**Task description:** In the material below, the lines from the one containing "--coords pixels" through the one containing "MULTIPOLYGON (((383 251, 397" are to be given again exactly, ends included, and no others.

**Data for analysis:**
···

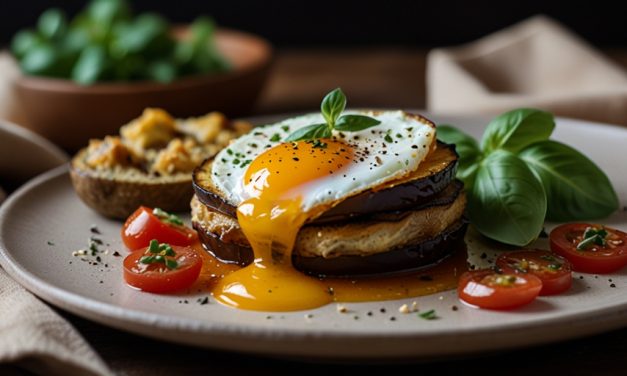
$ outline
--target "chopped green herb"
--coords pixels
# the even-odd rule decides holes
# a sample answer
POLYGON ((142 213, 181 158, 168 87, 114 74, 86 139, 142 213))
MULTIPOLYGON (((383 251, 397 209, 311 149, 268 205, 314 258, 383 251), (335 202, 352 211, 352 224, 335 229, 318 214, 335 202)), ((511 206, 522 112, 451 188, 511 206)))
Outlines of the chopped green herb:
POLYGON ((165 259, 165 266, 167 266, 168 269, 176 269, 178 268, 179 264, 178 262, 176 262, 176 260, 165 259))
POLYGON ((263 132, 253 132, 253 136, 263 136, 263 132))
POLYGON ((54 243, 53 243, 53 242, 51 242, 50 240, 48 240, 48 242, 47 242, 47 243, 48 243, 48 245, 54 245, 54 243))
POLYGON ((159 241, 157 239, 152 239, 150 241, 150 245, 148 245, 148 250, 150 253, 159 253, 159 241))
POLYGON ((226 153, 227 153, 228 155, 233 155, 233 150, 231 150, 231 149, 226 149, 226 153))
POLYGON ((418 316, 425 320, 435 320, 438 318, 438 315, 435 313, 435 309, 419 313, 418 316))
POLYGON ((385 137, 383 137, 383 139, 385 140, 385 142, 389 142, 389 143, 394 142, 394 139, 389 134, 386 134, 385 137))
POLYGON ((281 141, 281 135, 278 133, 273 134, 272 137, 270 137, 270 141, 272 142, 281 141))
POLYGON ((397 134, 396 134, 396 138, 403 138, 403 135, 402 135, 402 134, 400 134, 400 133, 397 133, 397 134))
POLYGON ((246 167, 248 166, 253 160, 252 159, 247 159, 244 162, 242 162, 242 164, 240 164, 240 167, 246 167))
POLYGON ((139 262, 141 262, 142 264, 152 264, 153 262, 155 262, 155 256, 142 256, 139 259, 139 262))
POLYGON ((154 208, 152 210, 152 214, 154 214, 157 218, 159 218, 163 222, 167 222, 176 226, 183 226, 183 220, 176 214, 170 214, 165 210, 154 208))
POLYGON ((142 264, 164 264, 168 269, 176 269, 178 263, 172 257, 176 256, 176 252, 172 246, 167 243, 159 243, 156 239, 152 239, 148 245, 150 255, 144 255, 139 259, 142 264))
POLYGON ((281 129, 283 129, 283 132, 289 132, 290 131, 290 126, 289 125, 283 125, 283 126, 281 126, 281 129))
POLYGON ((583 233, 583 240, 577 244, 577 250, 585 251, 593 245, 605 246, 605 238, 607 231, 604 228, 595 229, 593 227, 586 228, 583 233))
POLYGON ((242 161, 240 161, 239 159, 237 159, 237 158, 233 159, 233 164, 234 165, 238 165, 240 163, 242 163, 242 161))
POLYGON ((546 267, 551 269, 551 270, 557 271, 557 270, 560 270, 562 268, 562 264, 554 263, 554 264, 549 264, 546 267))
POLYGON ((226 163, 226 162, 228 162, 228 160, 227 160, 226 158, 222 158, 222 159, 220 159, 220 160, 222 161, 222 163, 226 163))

···

**Answer box:**
--coords pixels
# the even-odd rule decides holes
# a sample answer
POLYGON ((142 213, 181 158, 168 87, 114 74, 86 139, 142 213))
MULTIPOLYGON (((383 251, 397 209, 311 149, 268 205, 314 258, 383 251), (335 202, 352 211, 352 224, 335 229, 318 214, 335 202)), ((511 206, 522 112, 451 188, 511 206)))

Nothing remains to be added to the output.